TASK INSTRUCTIONS: Rewrite all of the items below as a single numbered list, leaving out any blank lines.

EXTRACTED ENTRIES:

■ ■ ■ ■ ■ ■ ■

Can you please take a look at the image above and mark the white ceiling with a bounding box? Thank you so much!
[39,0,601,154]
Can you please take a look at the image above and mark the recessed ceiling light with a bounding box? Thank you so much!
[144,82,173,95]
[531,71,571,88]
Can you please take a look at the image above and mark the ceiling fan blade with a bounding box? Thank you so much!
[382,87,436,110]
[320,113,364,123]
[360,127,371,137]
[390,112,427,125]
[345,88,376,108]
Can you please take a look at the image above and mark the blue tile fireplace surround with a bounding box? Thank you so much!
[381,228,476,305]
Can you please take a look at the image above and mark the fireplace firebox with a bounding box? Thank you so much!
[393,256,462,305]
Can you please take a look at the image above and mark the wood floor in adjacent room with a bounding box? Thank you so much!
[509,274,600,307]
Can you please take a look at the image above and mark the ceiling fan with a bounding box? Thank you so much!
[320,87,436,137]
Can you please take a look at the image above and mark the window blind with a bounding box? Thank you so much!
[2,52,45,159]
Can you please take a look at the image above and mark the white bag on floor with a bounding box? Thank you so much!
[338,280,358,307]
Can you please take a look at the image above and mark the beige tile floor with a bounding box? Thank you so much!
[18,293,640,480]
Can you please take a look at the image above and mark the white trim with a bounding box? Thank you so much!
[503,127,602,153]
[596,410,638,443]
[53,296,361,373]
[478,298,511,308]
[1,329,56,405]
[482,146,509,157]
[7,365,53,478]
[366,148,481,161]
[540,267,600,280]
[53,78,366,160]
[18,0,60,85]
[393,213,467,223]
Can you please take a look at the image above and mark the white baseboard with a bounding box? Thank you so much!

■ ■ ■ ■ ■ ■ ■

ANSWER TO THE EXERCISE:
1. Can you please take a look at the image above and mark the white ceiling with a bounding box? Thank you so much!
2. [39,0,601,154]
3. Can you please take a look at the image above and mark the recessed ceiling light with a bounding box? Thank you so much!
4. [144,82,173,95]
5. [531,71,571,88]
6. Can you please take a look at the image above and mark the ceiling fan blade with a bounding box? Thank you so much!
7. [382,87,436,110]
8. [320,113,364,123]
9. [360,127,371,137]
10. [390,112,427,125]
11. [345,88,376,108]
12. Can you please take a look at the image above and mark the blue tile fireplace surround with a bounding box? Thank you so much!
13. [381,228,476,305]
14. Can you please take a look at the image above and mark the fireplace firebox with a bounding box? Thank you so much!
15. [393,256,462,305]
16. Can you please take a look at the image above and mark the wood floor in adjacent room with a bounding box? Thank you so much!
17. [509,274,600,307]
18. Can you please take a look at the image above and mark the ceiling fan with a bounding box? Thank you so much!
19. [320,87,436,137]
20. Can you please take a look at the image above and mark the window blind with a bounding box? Thank you so much!
21. [2,52,45,159]
22. Can you please take a look at the image above and mark the white bag on floor with a bounding box? Thank you so much!
23. [338,280,358,307]
24. Can you please take a look at the image above and mark the beige tile floor with a bounding box? Thank you so much!
25. [18,293,640,480]
26. Can you please take a look at the image above and mark the white trim with a bounding box? Thank you so much!
27. [503,127,602,153]
28. [596,410,638,443]
29. [53,296,361,373]
30. [478,298,511,308]
31. [1,329,56,405]
32. [482,146,509,157]
33. [7,365,53,478]
34. [366,148,481,161]
35. [540,267,600,280]
36. [53,78,366,160]
37. [18,0,60,85]
38. [393,213,467,223]
39. Can you please take a look at the image above and mark the white baseboard with a bounding box? Thank you so much!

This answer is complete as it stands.